Work to complete:
Filter the records below for the word "tire". Copy each line that holds it.
::::
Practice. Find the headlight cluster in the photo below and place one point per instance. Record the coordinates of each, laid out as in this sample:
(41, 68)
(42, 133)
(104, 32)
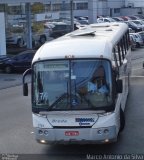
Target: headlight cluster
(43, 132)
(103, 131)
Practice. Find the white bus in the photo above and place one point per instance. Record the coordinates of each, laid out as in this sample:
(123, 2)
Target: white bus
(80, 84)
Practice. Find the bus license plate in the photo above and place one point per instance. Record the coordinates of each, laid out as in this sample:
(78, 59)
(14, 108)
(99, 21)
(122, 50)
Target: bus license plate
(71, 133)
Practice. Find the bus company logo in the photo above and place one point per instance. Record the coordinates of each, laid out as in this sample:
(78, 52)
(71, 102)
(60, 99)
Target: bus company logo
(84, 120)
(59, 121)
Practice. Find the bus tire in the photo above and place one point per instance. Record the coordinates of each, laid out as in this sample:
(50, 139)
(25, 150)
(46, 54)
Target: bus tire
::::
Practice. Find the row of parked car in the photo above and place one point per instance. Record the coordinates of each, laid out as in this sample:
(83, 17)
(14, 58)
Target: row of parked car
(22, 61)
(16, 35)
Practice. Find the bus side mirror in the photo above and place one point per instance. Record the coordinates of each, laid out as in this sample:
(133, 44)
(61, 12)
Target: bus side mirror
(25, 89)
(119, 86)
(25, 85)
::::
Finished task:
Practice. Find the bus tire in the photo above and place one point per instance. Record the coordinates of each, laid out as in this sample:
Target: bus tire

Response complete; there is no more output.